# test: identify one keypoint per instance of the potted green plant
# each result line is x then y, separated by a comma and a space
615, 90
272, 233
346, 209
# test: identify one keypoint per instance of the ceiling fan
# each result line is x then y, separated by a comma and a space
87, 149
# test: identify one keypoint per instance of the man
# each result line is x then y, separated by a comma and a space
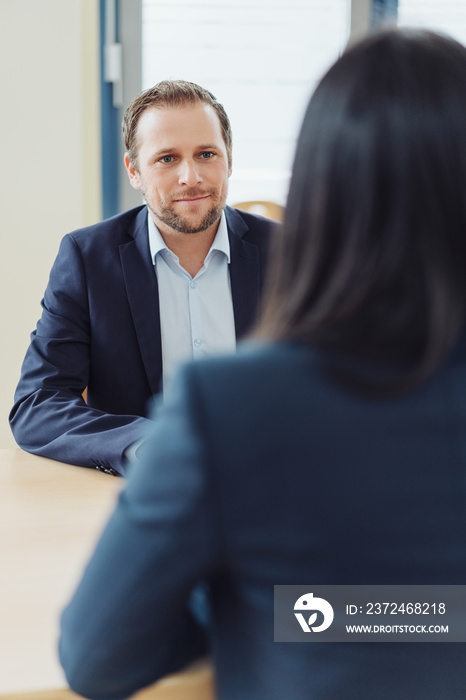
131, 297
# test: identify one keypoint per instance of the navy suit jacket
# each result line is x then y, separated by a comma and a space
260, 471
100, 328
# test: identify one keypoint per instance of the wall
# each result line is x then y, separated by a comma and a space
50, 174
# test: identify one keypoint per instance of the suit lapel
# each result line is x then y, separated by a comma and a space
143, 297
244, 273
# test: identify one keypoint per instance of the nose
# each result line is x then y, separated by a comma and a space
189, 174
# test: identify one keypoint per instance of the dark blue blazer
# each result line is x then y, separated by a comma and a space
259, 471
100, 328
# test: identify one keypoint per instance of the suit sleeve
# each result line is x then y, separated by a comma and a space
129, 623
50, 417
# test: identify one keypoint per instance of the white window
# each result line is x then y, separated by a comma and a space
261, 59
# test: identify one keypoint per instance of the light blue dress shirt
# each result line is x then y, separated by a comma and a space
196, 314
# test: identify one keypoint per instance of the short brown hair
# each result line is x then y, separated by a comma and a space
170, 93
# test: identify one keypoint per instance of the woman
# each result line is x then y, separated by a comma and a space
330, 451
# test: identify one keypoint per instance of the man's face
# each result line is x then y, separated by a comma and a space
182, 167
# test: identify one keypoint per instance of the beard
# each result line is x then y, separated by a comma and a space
┄┄┄┄┄┄
**Requirement**
Can you rescale the rows from the line with "# test: identify one keypoint per instance of the white" through the last row, writing every line again with the requests unchanged but each answer's x and y coordinates multiplied by 2.4 and rounded to whole numbers, halves rounded up?

**Answer to this exercise**
# test: identify one keypoint per instance of the white window
# each result line is x then y, separated by a comma and a space
626, 142
# test: identify one keypoint per instance of the light blue dress shirt
# each result line is x then y, separated by a comma and a space
470, 754
# test: identify one keypoint per instance of the short brown hair
# each result line is x then y, separated by a comma and a space
408, 223
# test: identify one keypoint per instance of the woman
# each result line is x then y, separated by a comma and a space
792, 1082
# test: identify one keypoint per instance of the man's face
# each result line is x then y, separated by a comma and a space
437, 401
# test: identify one keypoint per instance of the beard
# each result line is x then y, separated by a comma and a space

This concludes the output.